● **Task description**: From the first line to the last, copy the listing below word for word.
————
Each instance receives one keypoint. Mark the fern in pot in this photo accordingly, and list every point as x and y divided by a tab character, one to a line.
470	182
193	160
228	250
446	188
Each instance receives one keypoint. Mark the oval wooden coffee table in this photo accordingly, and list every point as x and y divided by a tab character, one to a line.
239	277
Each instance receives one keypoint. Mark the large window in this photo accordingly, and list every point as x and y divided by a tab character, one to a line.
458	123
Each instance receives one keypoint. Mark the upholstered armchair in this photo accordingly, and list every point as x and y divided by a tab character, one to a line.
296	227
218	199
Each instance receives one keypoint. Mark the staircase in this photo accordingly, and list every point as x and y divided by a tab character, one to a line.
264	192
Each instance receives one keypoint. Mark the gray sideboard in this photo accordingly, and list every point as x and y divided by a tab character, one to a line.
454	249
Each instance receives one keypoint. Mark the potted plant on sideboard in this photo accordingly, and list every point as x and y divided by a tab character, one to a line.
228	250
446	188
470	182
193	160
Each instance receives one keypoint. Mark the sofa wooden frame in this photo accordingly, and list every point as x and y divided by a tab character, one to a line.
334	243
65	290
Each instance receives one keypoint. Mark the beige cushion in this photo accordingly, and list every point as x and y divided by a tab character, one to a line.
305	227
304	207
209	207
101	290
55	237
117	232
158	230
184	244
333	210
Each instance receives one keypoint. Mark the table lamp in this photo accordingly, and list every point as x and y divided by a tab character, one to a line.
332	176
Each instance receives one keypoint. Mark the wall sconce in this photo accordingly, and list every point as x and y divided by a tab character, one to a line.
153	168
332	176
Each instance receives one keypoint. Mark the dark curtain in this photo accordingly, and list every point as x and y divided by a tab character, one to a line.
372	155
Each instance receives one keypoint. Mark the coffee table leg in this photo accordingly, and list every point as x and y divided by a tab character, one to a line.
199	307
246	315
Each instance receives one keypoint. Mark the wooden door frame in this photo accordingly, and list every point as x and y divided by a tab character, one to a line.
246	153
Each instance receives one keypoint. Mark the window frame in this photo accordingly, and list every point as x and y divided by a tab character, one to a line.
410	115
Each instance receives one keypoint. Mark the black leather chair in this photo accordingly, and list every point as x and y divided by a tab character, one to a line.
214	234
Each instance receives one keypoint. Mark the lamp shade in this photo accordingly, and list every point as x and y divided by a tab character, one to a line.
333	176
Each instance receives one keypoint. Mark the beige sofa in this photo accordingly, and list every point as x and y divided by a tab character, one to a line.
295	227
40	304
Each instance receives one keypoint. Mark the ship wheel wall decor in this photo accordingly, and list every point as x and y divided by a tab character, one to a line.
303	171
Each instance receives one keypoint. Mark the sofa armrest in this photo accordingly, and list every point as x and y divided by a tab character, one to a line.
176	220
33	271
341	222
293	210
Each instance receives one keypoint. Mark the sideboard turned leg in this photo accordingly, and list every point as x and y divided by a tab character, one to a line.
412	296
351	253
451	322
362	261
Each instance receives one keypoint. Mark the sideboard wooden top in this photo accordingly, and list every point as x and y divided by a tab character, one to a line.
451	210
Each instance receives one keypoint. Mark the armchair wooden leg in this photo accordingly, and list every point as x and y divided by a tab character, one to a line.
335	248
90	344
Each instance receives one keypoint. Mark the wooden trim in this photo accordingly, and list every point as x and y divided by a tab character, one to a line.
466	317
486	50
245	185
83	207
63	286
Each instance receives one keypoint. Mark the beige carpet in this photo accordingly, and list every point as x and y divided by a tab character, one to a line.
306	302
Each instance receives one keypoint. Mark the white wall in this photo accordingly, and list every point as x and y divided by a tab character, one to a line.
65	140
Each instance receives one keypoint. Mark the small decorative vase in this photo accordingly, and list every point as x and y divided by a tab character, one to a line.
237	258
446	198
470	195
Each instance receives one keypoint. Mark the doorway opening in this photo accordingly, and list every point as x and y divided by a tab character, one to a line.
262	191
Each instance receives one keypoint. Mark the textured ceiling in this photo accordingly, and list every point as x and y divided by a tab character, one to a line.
————
● **Written reply**:
Each instance receives one keypoint. Mark the fern in pot in this photo accordingly, and list every point as x and y divided by a tab character, one to a line.
470	182
193	160
228	250
446	188
Each instance receives one keypoint. Mark the oval wooden coffee table in this photo accordingly, and list every point as x and y divided by a tab character, one to a line.
239	277
Each instance receives one keypoint. Mark the large window in this photo accordingly, and list every point as x and y divided by a tab character, one to a line.
458	123
Each instance receives one keypoint. Mark the upholstered armchair in this photo accordingly, and list every point as x and y divided by a tab character, one to a line.
296	227
218	199
Each instance receives one keypoint. Mark the staircase in this photo accordingly, and list every point as x and y divided by a tab character, one to a line.
264	192
Each instance receives one keypoint. Mark the gray sideboard in this photo accordingly, and list every point as x and y divided by a tab character, one to a line.
454	249
Each instance receives one keypoint. Mark the potted plant on sideboard in this photo accordingly, and list every point as x and y divided by a tab character, one to a line.
228	250
446	188
470	182
193	160
Each instance receives one keypoint. Mark the sofa wooden frame in this photo accordingly, and list every point as x and y divided by a tab character, one to a line.
334	243
65	290
Each instance receives one keypoint. Mark the beige cushion in this photo accordingly, and list every point as x and y divided by a tab character, one to a line.
305	227
304	207
209	207
101	290
55	237
117	232
158	230
184	244
333	210
Each instance receives one keypoint. Mark the table lamp in this photo accordingly, and list every point as x and y divided by a tab character, one to a line.
332	176
Each instance receives one keypoint. Mark the wall sconce in this photo accordingly, and list every point as x and y divided by a tab character, one to a line.
153	168
332	176
Each instance receives one keypoint. Mark the dark curtain in this photo accordingly, and list every point as x and y divided by a tab character, one to a line.
372	155
Each instance receives one keypoint. Mark the coffee table leg in this photo accordingly, and list every point as x and y divided by a tab character, one to a line.
199	307
246	315
Each instance receives one keypoint. Mark the wooden door frame in this photo accordingly, and list every point as x and y divided by a tab character, one to a line.
246	153
Each instance receives one keypoint. Mark the window frame in this photo accordingly, and list every point as x and y divided by a tab character, one to a line.
410	115
Each instance receives one keypoint. Mark the black leather chair in this photo accordingly, and list every point as x and y divided by a tab character, one to a line.
214	234
Each instance receives one keypoint. Mark the lamp shade in this photo accordingly, and list every point as x and y divided by a tab character, one to a line.
333	176
Each instance receives one keypoint. Mark the beige sofa in this photo accordingly, and list every point as x and y divided by a tab character, one to a line.
295	227
40	304
Each instance receives one keypoint. Mark the ship wheel wall decor in this photo accordingly, and list every point as x and y divided by a tab character, one to a line.
303	171
Each instance receives one keypoint. Mark the sofa armrest in this photo accordingly, and list every point as x and y divided by a tab character, one to a line.
176	220
33	271
341	222
293	210
Each instance receives one keypoint. Mark the sideboard turned leg in this photo accordingly, and list every point as x and y divided by a tab character, one to a line.
412	296
351	253
451	322
362	261
Each instance receives one keypoint. Mark the sideboard wooden top in this photo accordingly, and list every point as x and y divided by a tab character, one to a line.
451	210
Each instance receives one keypoint. Mark the armchair wooden leg in this photo accordingly, and list every point as x and y divided by a tab character, one to a line.
335	248
90	344
Each instance receives one keypoint. Mark the wooden trim in this photo accordingly, and list every point as x and y divided by a tab character, one to a line.
466	317
486	50
245	185
83	207
63	286
Each instance receives one keypoint. Mark the beige carpet in this photo accordingly, and list every point as x and y divided by a tab character, one to a line.
306	302
Each instance receives one keypoint. Mark the white wall in this photo accordingly, and list every point as x and y divided by a tab character, one to a line.
65	140
Each instance receives one keypoint. Mark the small decorative vase in this photo accordingly, and list every point as x and y divided by a tab character, one to a line.
237	258
446	198
470	195
Each instance receives one keypoint. Mark the doorway opening in this photo accordingly, and list every point as x and y divided by a tab character, one to a line.
262	191
Each instance receives one keypoint. Mark the textured ceiling in this photo accordingly, and list every point as x and y divided by a tab character, one to a line.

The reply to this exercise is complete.